---------- Extrait

Améliorer l’efficacité des vaccins thérapeutiques

Pour qu’un vaccin thérapeutique conduise à la destruction de cellules cancéreuses, il est essentiel qu’il provoque une réponse du système immunitaire suffisamment forte et efficace. D’où l’idée de recourir à des adjuvants capables d’induire une meilleure réponse au vaccin. C’est dans ce contexte que Victor Appay et son équipe, en collaboration avec l’équipe de Stéphane Paul, se sont intéressés à une molécule immunostimulante, cGAMP. Ils ont démontré sa capacité à induire une réponse très efficace contre des cellules de mélanome, et les perspectives ouvertes par leurs résultats dépassent celle des vaccins anticancéreux.

--------------------

**Consignes:**
**a)** D'après l'extrait sur les vaccins thérapeutiques, à quelle molécule immunostimulante Victor Appay et son équipe se sont-ils intéressés ?
**b)** Recopiez l'extrait, depuis « Améliorer l’efficacité des » jusqu'à « des vaccins anticancéreux. » inclus.
**c)** Relevez tous les participes passés présents dans l'extrait.

---------- Données fournies

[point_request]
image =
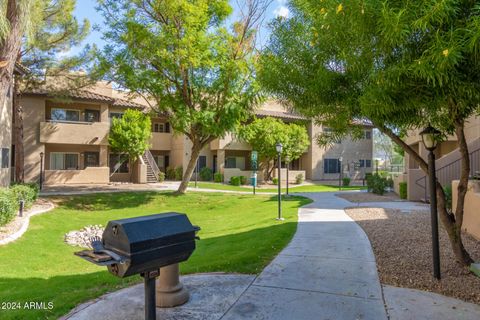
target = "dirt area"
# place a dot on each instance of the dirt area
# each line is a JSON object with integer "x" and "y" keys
{"x": 369, "y": 197}
{"x": 402, "y": 246}
{"x": 15, "y": 225}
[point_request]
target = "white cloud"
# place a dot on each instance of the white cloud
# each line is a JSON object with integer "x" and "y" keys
{"x": 281, "y": 11}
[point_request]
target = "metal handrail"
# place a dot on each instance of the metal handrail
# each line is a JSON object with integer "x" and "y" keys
{"x": 151, "y": 162}
{"x": 451, "y": 171}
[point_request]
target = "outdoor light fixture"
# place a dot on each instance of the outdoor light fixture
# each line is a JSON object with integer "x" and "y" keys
{"x": 340, "y": 160}
{"x": 41, "y": 171}
{"x": 279, "y": 148}
{"x": 430, "y": 138}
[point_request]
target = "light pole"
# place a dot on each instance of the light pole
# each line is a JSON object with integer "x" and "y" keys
{"x": 430, "y": 137}
{"x": 41, "y": 171}
{"x": 279, "y": 148}
{"x": 340, "y": 160}
{"x": 287, "y": 163}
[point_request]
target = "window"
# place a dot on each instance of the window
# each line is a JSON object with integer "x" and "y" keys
{"x": 63, "y": 161}
{"x": 118, "y": 163}
{"x": 116, "y": 115}
{"x": 92, "y": 159}
{"x": 64, "y": 115}
{"x": 331, "y": 166}
{"x": 235, "y": 162}
{"x": 5, "y": 158}
{"x": 92, "y": 115}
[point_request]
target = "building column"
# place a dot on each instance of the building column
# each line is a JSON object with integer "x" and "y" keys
{"x": 220, "y": 160}
{"x": 103, "y": 158}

--------------------

**Corrigé:**
**a)** À la molécule cGAMP.

**b)**
Améliorer l’efficacité des vaccins thérapeutiques

Pour qu’un vaccin thérapeutique conduise à la destruction de cellules cancéreuses, il est essentiel qu’il provoque une réponse du système immunitaire suffisamment forte et efficace. D’où l’idée de recourir à des adjuvants capables d’induire une meilleure réponse au vaccin. C’est dans ce contexte que Victor Appay et son équipe, en collaboration avec l’équipe de Stéphane Paul, se sont intéressés à une molécule immunostimulante, cGAMP. Ils ont démontré sa capacité à induire une réponse très efficace contre des cellules de mélanome, et les perspectives ouvertes par leurs résultats dépassent celle des vaccins anticancéreux.

**c)** intéressés, démontré, ouvertes